Exercise brief
Reproduce, with no alteration, the span of lines that begins at the line containing "k so looking at the picture above, point out the hazy" and ends at the last line of the records, both ends included, and nothing else.

Input Block Start

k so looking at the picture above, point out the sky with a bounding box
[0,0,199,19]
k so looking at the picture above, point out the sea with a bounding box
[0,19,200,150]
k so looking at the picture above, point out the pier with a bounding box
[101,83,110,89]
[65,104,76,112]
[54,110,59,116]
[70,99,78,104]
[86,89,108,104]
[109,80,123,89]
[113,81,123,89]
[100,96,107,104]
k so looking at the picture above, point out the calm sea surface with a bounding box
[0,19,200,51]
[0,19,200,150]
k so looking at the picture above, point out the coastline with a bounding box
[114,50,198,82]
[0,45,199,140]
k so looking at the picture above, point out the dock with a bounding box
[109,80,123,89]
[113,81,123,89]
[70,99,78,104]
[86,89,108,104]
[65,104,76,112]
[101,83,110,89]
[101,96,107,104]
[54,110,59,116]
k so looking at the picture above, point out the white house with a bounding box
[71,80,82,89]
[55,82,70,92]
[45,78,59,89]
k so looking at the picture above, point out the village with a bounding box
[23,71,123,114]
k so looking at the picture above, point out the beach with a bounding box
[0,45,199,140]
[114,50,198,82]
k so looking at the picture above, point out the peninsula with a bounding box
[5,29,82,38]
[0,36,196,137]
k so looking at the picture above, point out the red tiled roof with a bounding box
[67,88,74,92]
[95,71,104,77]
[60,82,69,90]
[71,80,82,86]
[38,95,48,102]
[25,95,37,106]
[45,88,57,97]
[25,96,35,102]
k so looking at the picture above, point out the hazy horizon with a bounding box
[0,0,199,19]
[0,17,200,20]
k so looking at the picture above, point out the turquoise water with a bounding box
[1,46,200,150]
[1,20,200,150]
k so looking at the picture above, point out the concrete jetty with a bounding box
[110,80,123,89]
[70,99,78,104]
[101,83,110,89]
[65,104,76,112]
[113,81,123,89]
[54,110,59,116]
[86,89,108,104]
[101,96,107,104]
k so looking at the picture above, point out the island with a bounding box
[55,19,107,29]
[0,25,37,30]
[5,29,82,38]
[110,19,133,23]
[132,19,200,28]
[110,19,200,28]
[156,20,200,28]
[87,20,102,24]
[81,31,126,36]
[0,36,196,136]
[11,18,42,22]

Input Block End

Reply to the exercise
k so looking at the picture above, point out the hazy horizon with a bounding box
[0,0,199,19]
[0,17,200,20]
k so looking at the picture above, point out the turquoise water with a bounding box
[1,46,200,150]
[1,20,200,150]
k so looking at the picture above, point out the concrete jetty with a bounding box
[110,80,123,89]
[70,99,78,104]
[101,83,110,89]
[65,104,76,112]
[113,81,123,89]
[54,110,59,116]
[86,89,108,104]
[101,96,107,104]
k so looking at the picture above, point out the island with a bounding box
[55,19,107,29]
[0,25,37,30]
[5,29,82,38]
[110,19,133,23]
[132,19,200,28]
[110,19,200,28]
[156,20,200,28]
[87,20,102,24]
[81,31,126,36]
[0,36,196,136]
[11,18,42,22]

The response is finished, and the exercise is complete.